### Aplica lo leído
[A] Reescribe el fragmento de la reseña sobre Los bastardos que va desde "Escalante fue asistente" hasta "un viento huracanado.", ambos incluidos, y reemplaza "encuadres" por "planos".
[B] Según la reseña sobre Los bastardos, ¿de qué cineasta fue asistente de dirección Amat Escalante?
[C] Continúa la reseña sobre Los bastardos a partir de su última oración.

### Texto del ejercicio

§ §

Parias sin techo y sin ley
En boga con una corriente fílmica que suscribe historias donde la violencia toma la forma de la tortura y/o finalmente el asesinato salvaje, y donde los victimarios adquieren la estatura de dioses de barro que disponen de las víctimas exhibiendo una cruel refinación en los tormentos a que las someten –Funny games (1997), de Michael Haneke, podía marcar un posible comienzo de esa práctica–, Los bastardos, segundo largometraje del mexicano Amat Escalante, resulta un fresco interesante que pone en consideración aspectos inéditos en el camino que transitan sus personajes, victimarios cuya condición es también la de víctimas en una misma línea de tensión.
Escalante fue asistente de dirección de su compatriota de renombre internacional Carlos Reygadas (Batalla en el cielo, Luz silenciosa), por quien fue influenciado en el uso de ciertos recursos narrativos como encuadres, tempo, encadenamiento de acciones, suspense, un cine que no teme lo explícito en busca de escudriñar alguna emoción –o la carencia de ellas– en una historia cuyos protagonistas son apenas hojas secas entre un viento huracanado.

§ §

### Datos del ejercicio
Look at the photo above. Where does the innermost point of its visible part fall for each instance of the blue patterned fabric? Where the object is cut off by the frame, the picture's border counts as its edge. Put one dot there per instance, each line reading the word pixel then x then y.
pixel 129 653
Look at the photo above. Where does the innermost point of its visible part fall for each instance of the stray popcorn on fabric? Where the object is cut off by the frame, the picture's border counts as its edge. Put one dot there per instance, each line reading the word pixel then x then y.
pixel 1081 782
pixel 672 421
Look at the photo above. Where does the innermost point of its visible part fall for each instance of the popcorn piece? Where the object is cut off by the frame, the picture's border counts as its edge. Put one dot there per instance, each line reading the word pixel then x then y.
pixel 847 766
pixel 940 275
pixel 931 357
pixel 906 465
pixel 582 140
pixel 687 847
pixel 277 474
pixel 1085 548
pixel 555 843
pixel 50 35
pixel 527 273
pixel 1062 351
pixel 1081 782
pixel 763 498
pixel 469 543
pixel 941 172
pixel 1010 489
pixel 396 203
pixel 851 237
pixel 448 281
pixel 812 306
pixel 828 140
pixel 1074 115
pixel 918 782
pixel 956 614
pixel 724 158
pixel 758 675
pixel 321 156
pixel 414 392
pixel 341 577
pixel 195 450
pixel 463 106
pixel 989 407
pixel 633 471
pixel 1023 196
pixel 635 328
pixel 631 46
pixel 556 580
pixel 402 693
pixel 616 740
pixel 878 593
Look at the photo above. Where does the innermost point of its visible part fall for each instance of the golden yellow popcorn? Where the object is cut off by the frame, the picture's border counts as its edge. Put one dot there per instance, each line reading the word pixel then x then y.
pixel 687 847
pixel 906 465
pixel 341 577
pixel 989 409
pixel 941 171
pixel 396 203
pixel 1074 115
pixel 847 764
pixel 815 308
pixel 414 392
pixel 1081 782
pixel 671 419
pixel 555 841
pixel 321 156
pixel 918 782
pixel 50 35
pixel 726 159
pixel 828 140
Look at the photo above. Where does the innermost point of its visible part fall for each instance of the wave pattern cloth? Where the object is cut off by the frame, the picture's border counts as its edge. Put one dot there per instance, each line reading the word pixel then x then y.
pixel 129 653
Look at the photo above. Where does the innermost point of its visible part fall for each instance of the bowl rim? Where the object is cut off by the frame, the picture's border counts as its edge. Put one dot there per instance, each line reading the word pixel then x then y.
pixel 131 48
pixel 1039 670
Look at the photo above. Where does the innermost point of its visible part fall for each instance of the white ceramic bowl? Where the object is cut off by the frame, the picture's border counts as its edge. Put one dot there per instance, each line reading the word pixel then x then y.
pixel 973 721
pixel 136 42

§ §

### Sección de respuestas
[A]
Escalante fue asistente de dirección de su compatriota de renombre internacional Carlos Reygadas (Batalla en el cielo, Luz silenciosa), por quien fue influenciado en el uso de ciertos recursos narrativos como planos, tempo, encadenamiento de acciones, suspense, un cine que no teme lo explícito en busca de escudriñar alguna emoción –o la carencia de ellas– en una historia cuyos protagonistas son apenas hojas secas entre un viento huracanado.

[B] De Carlos Reygadas.

[C]
Rodada en Los Ángeles con no-actores, Los bastardos muestra a dos jornaleros mexicanos indocumentados que, junto a otro grupo de paisanos, esperan en una esquina periférica que los contraten para cualquier trabajo y así sobrevivir en una sociedad que los desprecia, los verduguea y los objetiviza para todo servicio. Desde el plano de apertura –sus protagonistas viniendo desde lejos por un camino asfaltado y desierto–, ya Escalante anuncia su elección de lo exiguo, su inclinación a una puesta en escena seca y para construir la intriga, pero a la vez, también es la forma en que se dibujan los sentimientos de los protagonistas, su congénita tristeza y su falta de expectativas, casi como una constatación de lo insoluble del desequilibrio social.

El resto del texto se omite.